----- Supplied records -----

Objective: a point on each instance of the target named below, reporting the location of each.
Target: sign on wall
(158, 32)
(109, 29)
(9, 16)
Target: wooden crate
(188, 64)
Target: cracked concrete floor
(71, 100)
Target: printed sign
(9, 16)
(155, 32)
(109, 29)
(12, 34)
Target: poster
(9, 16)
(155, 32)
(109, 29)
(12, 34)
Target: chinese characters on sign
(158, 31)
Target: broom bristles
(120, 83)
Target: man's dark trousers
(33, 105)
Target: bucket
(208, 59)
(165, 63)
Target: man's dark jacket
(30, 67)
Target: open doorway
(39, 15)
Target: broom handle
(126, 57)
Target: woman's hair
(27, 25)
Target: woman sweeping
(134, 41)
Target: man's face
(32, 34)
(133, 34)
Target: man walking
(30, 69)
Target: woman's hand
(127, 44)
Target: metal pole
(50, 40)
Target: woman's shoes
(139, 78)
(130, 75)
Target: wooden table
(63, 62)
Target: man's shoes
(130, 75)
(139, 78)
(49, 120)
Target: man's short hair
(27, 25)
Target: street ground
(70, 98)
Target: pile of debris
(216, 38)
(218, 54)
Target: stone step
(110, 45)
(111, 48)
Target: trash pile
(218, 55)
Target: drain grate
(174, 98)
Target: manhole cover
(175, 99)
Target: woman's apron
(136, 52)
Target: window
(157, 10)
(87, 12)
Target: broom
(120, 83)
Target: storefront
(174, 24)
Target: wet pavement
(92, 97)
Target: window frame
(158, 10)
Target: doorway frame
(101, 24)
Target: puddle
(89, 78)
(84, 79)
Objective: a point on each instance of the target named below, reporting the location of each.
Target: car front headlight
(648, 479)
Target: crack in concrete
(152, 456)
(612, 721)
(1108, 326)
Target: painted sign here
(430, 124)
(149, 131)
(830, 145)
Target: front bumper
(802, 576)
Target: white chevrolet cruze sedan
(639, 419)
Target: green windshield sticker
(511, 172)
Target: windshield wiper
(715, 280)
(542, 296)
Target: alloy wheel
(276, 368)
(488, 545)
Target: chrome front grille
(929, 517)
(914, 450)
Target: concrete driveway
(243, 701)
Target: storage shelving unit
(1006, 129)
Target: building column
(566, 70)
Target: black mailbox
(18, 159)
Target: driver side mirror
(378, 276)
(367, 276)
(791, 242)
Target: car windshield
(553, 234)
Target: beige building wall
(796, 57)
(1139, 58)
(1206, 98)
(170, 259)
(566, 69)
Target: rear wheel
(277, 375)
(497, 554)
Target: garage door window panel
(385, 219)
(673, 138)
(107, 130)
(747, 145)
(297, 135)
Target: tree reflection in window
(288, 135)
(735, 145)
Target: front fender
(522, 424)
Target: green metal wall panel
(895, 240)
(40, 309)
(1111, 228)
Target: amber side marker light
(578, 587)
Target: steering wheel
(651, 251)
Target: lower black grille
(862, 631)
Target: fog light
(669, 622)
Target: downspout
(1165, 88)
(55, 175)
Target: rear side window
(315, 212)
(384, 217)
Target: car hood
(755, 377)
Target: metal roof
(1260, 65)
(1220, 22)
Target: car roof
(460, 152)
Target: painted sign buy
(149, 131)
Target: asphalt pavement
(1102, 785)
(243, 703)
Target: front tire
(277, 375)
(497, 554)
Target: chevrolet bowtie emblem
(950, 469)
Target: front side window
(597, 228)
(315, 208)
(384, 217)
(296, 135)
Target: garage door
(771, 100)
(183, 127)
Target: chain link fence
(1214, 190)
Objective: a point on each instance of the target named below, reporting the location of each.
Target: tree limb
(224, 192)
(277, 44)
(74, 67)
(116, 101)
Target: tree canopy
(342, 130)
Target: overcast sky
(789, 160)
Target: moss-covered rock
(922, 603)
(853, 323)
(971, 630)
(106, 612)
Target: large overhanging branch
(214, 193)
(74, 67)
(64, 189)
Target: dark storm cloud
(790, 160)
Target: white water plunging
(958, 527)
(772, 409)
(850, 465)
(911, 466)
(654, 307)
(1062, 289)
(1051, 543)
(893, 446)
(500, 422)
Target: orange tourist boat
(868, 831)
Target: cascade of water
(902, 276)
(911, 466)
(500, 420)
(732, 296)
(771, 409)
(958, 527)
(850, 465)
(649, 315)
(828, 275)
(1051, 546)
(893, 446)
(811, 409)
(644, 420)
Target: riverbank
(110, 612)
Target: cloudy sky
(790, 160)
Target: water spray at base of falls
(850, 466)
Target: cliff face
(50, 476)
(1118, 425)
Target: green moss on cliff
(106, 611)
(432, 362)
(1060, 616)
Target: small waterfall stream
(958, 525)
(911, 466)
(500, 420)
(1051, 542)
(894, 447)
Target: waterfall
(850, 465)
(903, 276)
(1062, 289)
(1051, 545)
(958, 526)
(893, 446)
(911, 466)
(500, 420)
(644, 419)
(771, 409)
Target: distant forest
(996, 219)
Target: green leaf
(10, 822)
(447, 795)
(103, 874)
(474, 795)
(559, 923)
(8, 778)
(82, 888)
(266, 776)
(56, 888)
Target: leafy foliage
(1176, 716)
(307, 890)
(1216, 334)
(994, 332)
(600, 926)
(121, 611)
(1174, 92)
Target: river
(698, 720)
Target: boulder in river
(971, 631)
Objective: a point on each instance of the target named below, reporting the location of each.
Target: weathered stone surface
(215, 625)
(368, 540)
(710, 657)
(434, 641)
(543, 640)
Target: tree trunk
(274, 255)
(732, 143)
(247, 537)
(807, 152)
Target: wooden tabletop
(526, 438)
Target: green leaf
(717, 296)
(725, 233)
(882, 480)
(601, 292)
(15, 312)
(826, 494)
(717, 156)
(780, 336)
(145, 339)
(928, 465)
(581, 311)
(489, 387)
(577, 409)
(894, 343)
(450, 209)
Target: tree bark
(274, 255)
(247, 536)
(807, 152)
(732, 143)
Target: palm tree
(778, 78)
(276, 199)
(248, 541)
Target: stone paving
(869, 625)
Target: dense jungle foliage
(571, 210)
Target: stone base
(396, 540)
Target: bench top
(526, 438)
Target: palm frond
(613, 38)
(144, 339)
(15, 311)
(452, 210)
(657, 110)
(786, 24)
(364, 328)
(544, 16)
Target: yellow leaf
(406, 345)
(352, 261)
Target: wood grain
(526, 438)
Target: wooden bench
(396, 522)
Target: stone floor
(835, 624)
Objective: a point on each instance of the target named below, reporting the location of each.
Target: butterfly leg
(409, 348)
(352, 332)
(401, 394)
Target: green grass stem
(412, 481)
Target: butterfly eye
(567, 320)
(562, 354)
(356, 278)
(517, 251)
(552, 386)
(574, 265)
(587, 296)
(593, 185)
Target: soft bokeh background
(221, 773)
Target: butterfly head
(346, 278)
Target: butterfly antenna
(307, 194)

-----

Task statement: Once you have read the material, set it down again word for word.

Task response:
Objective: a point on each instance of the target named below, reporting the location of each.
Target: sign on wall
(158, 32)
(109, 29)
(9, 16)
Target: wooden crate
(188, 64)
Target: cracked concrete floor
(71, 100)
Target: printed sign
(9, 16)
(155, 32)
(109, 29)
(12, 34)
Target: poster
(9, 16)
(155, 32)
(109, 29)
(12, 34)
Target: chinese characters on sign
(158, 31)
Target: broom bristles
(120, 83)
Target: man's dark trousers
(33, 105)
Target: bucket
(208, 59)
(165, 63)
Target: man's dark jacket
(30, 67)
Target: open doorway
(39, 15)
Target: broom handle
(126, 57)
Target: woman's hair
(27, 25)
Target: woman sweeping
(134, 41)
Target: man's face
(32, 34)
(133, 34)
Target: man walking
(30, 69)
Target: woman's hand
(127, 44)
Target: metal pole
(50, 40)
Target: woman's shoes
(139, 78)
(130, 75)
Target: wooden table
(63, 62)
Target: man's shoes
(130, 75)
(139, 78)
(49, 120)
Target: man's short hair
(27, 25)
Target: street ground
(70, 98)
Target: pile of debris
(216, 38)
(218, 54)
Target: stone step
(110, 45)
(111, 48)
Target: trash pile
(218, 55)
Target: drain grate
(174, 98)
Target: manhole cover
(175, 99)
Target: woman's apron
(136, 52)
Target: window
(157, 10)
(87, 12)
Target: broom
(120, 83)
Target: storefront
(174, 24)
Target: wet pavement
(92, 97)
Target: window frame
(158, 10)
Target: doorway frame
(101, 24)
Target: puddle
(89, 78)
(84, 79)
Objective: a point on each instance of the target named below, reporting the location of each.
Target: car front headlight
(648, 479)
Target: crack in concrete
(152, 456)
(612, 721)
(1108, 326)
Target: painted sign here
(430, 124)
(149, 131)
(830, 145)
Target: front bumper
(802, 576)
Target: white chevrolet cruze sedan
(639, 419)
Target: green windshield sticker
(511, 172)
Target: windshield wiper
(715, 280)
(542, 296)
Target: alloy wheel
(276, 368)
(488, 545)
Target: chrome front grille
(929, 517)
(914, 450)
Target: concrete driveway
(243, 701)
Target: storage shelving unit
(1006, 129)
Target: building column
(566, 70)
Target: black mailbox
(18, 159)
Target: driver side mirror
(378, 276)
(367, 276)
(791, 242)
Target: car windshield
(553, 234)
Target: beige building wall
(796, 57)
(1139, 58)
(1206, 98)
(170, 259)
(566, 69)
Target: rear wheel
(277, 375)
(497, 554)
Target: garage door window panel
(385, 219)
(673, 138)
(107, 130)
(747, 145)
(297, 135)
Target: tree reflection in window
(288, 135)
(735, 145)
Target: front fender
(522, 424)
Target: green metal wall panel
(895, 240)
(40, 309)
(1111, 228)
Target: amber side marker light
(578, 587)
Target: steering wheel
(651, 251)
Target: lower black grille
(862, 631)
Target: fog light
(669, 622)
Target: downspout
(1165, 88)
(55, 175)
Target: rear side window
(315, 212)
(384, 217)
Target: car hood
(755, 377)
Target: metal roof
(1260, 65)
(1220, 22)
Target: car roof
(460, 152)
Target: painted sign buy
(149, 131)
Target: asphalt pavement
(1102, 785)
(243, 703)
Target: front tire
(277, 375)
(497, 554)
Target: chevrolet bowtie emblem
(950, 469)
Target: front side window
(597, 228)
(315, 208)
(384, 217)
(296, 135)
Target: garage door
(771, 100)
(183, 127)
Target: chain link fence
(1214, 190)
Objective: a point on each instance of the target named below, reporting the location of each.
Target: tree limb
(224, 192)
(277, 44)
(74, 67)
(116, 101)
Target: tree canopy
(342, 130)
Target: overcast sky
(789, 160)
Target: moss-covered rock
(922, 603)
(853, 323)
(971, 630)
(106, 612)
Target: large overhanging branch
(214, 193)
(74, 67)
(64, 189)
Target: dark storm cloud
(790, 160)
Target: white water plunging
(958, 527)
(772, 409)
(850, 465)
(911, 466)
(654, 307)
(1062, 289)
(1051, 543)
(893, 446)
(500, 422)
Target: orange tourist boat
(868, 831)
Target: cascade of water
(902, 276)
(911, 466)
(500, 420)
(732, 296)
(771, 409)
(958, 527)
(850, 465)
(649, 315)
(828, 275)
(1051, 546)
(893, 446)
(811, 409)
(644, 420)
Target: riverbank
(110, 612)
Target: cloudy sky
(790, 160)
Target: water spray at base of falls
(850, 466)
Target: cliff face
(50, 476)
(1118, 425)
Target: green moss on cliff
(106, 611)
(432, 362)
(1060, 616)
Target: small waterfall stream
(958, 525)
(911, 466)
(500, 420)
(1051, 542)
(894, 447)
Target: waterfall
(850, 465)
(903, 276)
(1062, 289)
(1051, 545)
(958, 526)
(893, 446)
(911, 466)
(500, 420)
(644, 419)
(771, 409)
Target: distant forest
(996, 219)
Target: green leaf
(10, 822)
(447, 795)
(103, 874)
(474, 795)
(559, 923)
(8, 778)
(82, 888)
(266, 776)
(56, 888)
Target: leafy foliage
(1176, 716)
(307, 890)
(1216, 334)
(994, 332)
(600, 926)
(121, 611)
(1174, 92)
Target: river
(698, 720)
Target: boulder in river
(971, 631)
Objective: a point on each instance of the target named below, reporting the location of each.
Target: weathered stone surface
(215, 625)
(368, 540)
(710, 657)
(434, 641)
(543, 640)
Target: tree trunk
(274, 255)
(732, 143)
(247, 537)
(807, 152)
Target: wooden tabletop
(526, 438)
Target: green leaf
(717, 296)
(725, 233)
(882, 480)
(601, 292)
(15, 312)
(826, 494)
(717, 156)
(780, 336)
(145, 339)
(928, 465)
(581, 311)
(489, 387)
(577, 409)
(894, 343)
(450, 209)
Target: tree bark
(274, 255)
(247, 536)
(807, 152)
(732, 143)
Target: palm tree
(778, 78)
(276, 199)
(248, 541)
Target: stone paving
(869, 625)
Target: dense jungle foliage
(571, 210)
Target: stone base
(396, 540)
Target: bench top
(526, 438)
Target: palm frond
(613, 38)
(144, 339)
(15, 311)
(452, 210)
(657, 110)
(786, 24)
(364, 328)
(544, 16)
Target: yellow leaf
(406, 345)
(352, 261)
Target: wood grain
(526, 438)
Target: wooden bench
(396, 522)
Target: stone floor
(835, 624)
Objective: a point on each instance of the target named below, reporting the location of each.
Target: butterfly leg
(409, 348)
(352, 332)
(401, 394)
Target: green grass stem
(412, 481)
Target: butterfly eye
(567, 320)
(562, 354)
(356, 278)
(517, 251)
(552, 386)
(574, 265)
(587, 296)
(593, 185)
Target: soft bokeh background
(221, 773)
Target: butterfly head
(346, 278)
Target: butterfly antenna
(307, 194)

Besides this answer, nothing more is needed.